Written problem:
Extract every line of the items below that contains the word "brown".

Bounding-box items:
• • • • • • •
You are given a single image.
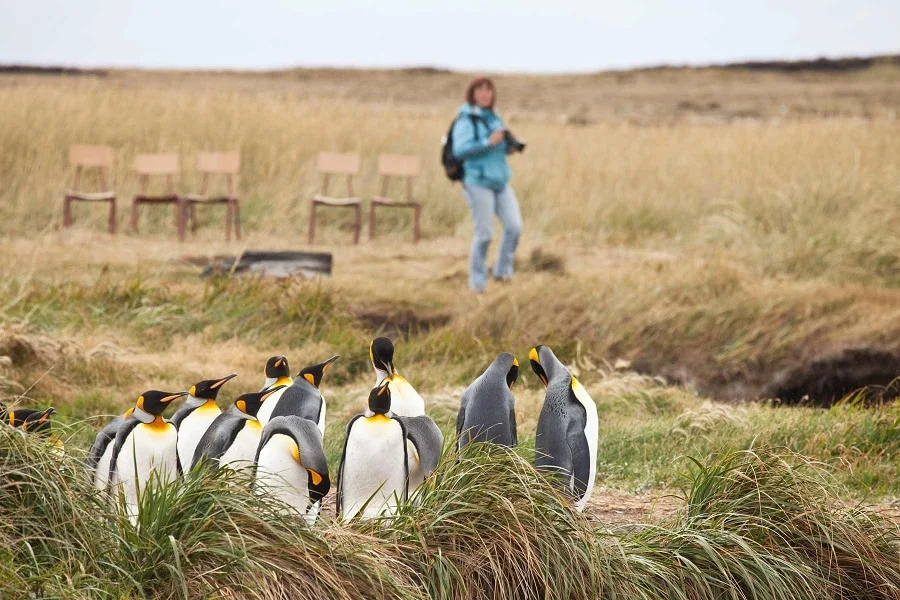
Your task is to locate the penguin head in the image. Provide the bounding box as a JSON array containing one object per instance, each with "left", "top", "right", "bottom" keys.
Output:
[
  {"left": 369, "top": 337, "right": 394, "bottom": 375},
  {"left": 297, "top": 355, "right": 340, "bottom": 388},
  {"left": 369, "top": 379, "right": 391, "bottom": 415},
  {"left": 189, "top": 373, "right": 237, "bottom": 400},
  {"left": 135, "top": 390, "right": 188, "bottom": 417},
  {"left": 266, "top": 356, "right": 291, "bottom": 379},
  {"left": 506, "top": 356, "right": 519, "bottom": 389},
  {"left": 528, "top": 345, "right": 556, "bottom": 386},
  {"left": 22, "top": 406, "right": 56, "bottom": 433},
  {"left": 234, "top": 385, "right": 287, "bottom": 418}
]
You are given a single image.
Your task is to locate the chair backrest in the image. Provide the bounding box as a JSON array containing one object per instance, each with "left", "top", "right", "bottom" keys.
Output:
[
  {"left": 378, "top": 154, "right": 422, "bottom": 177},
  {"left": 197, "top": 152, "right": 241, "bottom": 175},
  {"left": 69, "top": 144, "right": 113, "bottom": 192},
  {"left": 316, "top": 152, "right": 359, "bottom": 196},
  {"left": 69, "top": 144, "right": 113, "bottom": 168},
  {"left": 378, "top": 154, "right": 422, "bottom": 202},
  {"left": 134, "top": 154, "right": 178, "bottom": 175}
]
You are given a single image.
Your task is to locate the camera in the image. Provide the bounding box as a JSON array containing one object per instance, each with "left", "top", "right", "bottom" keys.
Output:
[{"left": 503, "top": 129, "right": 525, "bottom": 153}]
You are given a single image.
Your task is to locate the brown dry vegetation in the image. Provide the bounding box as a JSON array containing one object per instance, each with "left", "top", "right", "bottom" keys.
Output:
[{"left": 0, "top": 64, "right": 900, "bottom": 508}]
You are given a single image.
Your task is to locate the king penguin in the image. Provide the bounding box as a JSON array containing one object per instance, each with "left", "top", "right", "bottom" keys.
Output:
[
  {"left": 169, "top": 373, "right": 237, "bottom": 469},
  {"left": 268, "top": 356, "right": 340, "bottom": 436},
  {"left": 255, "top": 416, "right": 331, "bottom": 525},
  {"left": 369, "top": 337, "right": 425, "bottom": 417},
  {"left": 256, "top": 356, "right": 294, "bottom": 426},
  {"left": 337, "top": 379, "right": 443, "bottom": 519},
  {"left": 456, "top": 352, "right": 519, "bottom": 450},
  {"left": 191, "top": 387, "right": 284, "bottom": 469},
  {"left": 528, "top": 346, "right": 599, "bottom": 512},
  {"left": 109, "top": 390, "right": 188, "bottom": 520},
  {"left": 85, "top": 406, "right": 134, "bottom": 492}
]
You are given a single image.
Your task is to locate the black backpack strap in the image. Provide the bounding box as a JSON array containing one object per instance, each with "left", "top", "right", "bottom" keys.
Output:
[{"left": 469, "top": 113, "right": 484, "bottom": 142}]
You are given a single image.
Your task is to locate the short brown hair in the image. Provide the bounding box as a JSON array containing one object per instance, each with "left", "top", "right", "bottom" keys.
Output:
[{"left": 466, "top": 77, "right": 497, "bottom": 109}]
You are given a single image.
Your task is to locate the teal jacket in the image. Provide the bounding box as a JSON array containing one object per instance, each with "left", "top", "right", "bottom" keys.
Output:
[{"left": 453, "top": 104, "right": 512, "bottom": 190}]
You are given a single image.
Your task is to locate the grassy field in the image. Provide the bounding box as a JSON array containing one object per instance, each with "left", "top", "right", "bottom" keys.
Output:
[{"left": 0, "top": 65, "right": 900, "bottom": 598}]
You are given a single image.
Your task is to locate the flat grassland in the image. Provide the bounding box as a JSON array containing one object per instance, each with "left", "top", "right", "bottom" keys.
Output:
[{"left": 0, "top": 63, "right": 900, "bottom": 597}]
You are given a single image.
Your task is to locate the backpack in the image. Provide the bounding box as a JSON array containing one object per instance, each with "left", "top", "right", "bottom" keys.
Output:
[{"left": 441, "top": 115, "right": 482, "bottom": 181}]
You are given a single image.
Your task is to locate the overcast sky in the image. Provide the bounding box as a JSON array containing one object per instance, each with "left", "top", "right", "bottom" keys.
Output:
[{"left": 0, "top": 0, "right": 900, "bottom": 72}]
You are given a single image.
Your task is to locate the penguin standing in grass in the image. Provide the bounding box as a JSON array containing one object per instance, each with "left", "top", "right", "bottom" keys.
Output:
[
  {"left": 255, "top": 416, "right": 331, "bottom": 525},
  {"left": 191, "top": 387, "right": 284, "bottom": 469},
  {"left": 257, "top": 356, "right": 294, "bottom": 427},
  {"left": 268, "top": 356, "right": 340, "bottom": 436},
  {"left": 337, "top": 379, "right": 442, "bottom": 519},
  {"left": 169, "top": 373, "right": 237, "bottom": 469},
  {"left": 85, "top": 406, "right": 134, "bottom": 492},
  {"left": 369, "top": 337, "right": 425, "bottom": 417},
  {"left": 109, "top": 390, "right": 188, "bottom": 519},
  {"left": 528, "top": 346, "right": 599, "bottom": 512},
  {"left": 456, "top": 352, "right": 519, "bottom": 450}
]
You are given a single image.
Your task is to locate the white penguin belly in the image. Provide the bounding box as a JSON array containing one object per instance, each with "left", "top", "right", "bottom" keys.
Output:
[
  {"left": 219, "top": 419, "right": 262, "bottom": 469},
  {"left": 256, "top": 381, "right": 291, "bottom": 427},
  {"left": 256, "top": 433, "right": 309, "bottom": 513},
  {"left": 341, "top": 415, "right": 407, "bottom": 519},
  {"left": 572, "top": 379, "right": 600, "bottom": 511},
  {"left": 116, "top": 423, "right": 178, "bottom": 518},
  {"left": 390, "top": 373, "right": 425, "bottom": 417},
  {"left": 94, "top": 440, "right": 115, "bottom": 492},
  {"left": 178, "top": 404, "right": 222, "bottom": 471}
]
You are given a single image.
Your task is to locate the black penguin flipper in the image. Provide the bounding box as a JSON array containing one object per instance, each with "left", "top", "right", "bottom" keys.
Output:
[
  {"left": 394, "top": 415, "right": 444, "bottom": 477},
  {"left": 270, "top": 384, "right": 322, "bottom": 424},
  {"left": 169, "top": 404, "right": 196, "bottom": 429},
  {"left": 568, "top": 404, "right": 591, "bottom": 500},
  {"left": 191, "top": 411, "right": 247, "bottom": 469},
  {"left": 106, "top": 416, "right": 141, "bottom": 481},
  {"left": 509, "top": 404, "right": 519, "bottom": 448},
  {"left": 85, "top": 415, "right": 125, "bottom": 471},
  {"left": 334, "top": 413, "right": 365, "bottom": 517}
]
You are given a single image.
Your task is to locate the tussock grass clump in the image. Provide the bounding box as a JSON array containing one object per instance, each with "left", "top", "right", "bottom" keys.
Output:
[
  {"left": 389, "top": 444, "right": 598, "bottom": 598},
  {"left": 0, "top": 430, "right": 900, "bottom": 600}
]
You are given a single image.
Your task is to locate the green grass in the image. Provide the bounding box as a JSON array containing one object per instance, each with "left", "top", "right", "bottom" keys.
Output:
[{"left": 0, "top": 431, "right": 900, "bottom": 600}]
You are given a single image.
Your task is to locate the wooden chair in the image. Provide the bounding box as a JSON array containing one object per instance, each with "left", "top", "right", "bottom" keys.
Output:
[
  {"left": 309, "top": 152, "right": 362, "bottom": 244},
  {"left": 369, "top": 154, "right": 422, "bottom": 242},
  {"left": 183, "top": 152, "right": 241, "bottom": 240},
  {"left": 63, "top": 146, "right": 116, "bottom": 233},
  {"left": 131, "top": 154, "right": 184, "bottom": 242}
]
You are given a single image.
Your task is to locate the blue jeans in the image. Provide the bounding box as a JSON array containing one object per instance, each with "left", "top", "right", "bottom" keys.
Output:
[{"left": 463, "top": 183, "right": 522, "bottom": 292}]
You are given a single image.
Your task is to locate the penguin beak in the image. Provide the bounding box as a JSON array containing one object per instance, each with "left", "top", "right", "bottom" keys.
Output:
[
  {"left": 209, "top": 373, "right": 237, "bottom": 390},
  {"left": 259, "top": 385, "right": 287, "bottom": 402},
  {"left": 162, "top": 391, "right": 190, "bottom": 408}
]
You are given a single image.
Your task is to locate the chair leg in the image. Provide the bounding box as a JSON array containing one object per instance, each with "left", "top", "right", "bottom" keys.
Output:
[
  {"left": 63, "top": 196, "right": 72, "bottom": 229},
  {"left": 109, "top": 198, "right": 118, "bottom": 235},
  {"left": 231, "top": 198, "right": 241, "bottom": 241},
  {"left": 225, "top": 200, "right": 232, "bottom": 242},
  {"left": 131, "top": 198, "right": 138, "bottom": 233},
  {"left": 175, "top": 198, "right": 186, "bottom": 242}
]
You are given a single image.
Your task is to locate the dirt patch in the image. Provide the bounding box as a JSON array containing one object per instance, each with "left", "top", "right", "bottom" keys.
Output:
[
  {"left": 765, "top": 348, "right": 900, "bottom": 406},
  {"left": 350, "top": 306, "right": 452, "bottom": 337}
]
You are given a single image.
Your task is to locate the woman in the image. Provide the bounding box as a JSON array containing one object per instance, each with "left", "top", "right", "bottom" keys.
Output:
[{"left": 453, "top": 77, "right": 522, "bottom": 292}]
• • • • • • •
Written reply:
Your task is to locate the brown dry vegetation in the image. Provide the bounding box as a JSON array containing one object per instance, each with "left", "top", "right", "bottom" keys.
Your task is to locate the short brown hair in the image. Provide the bounding box as a JSON array containing one object per instance, each with "left", "top", "right", "bottom" keys.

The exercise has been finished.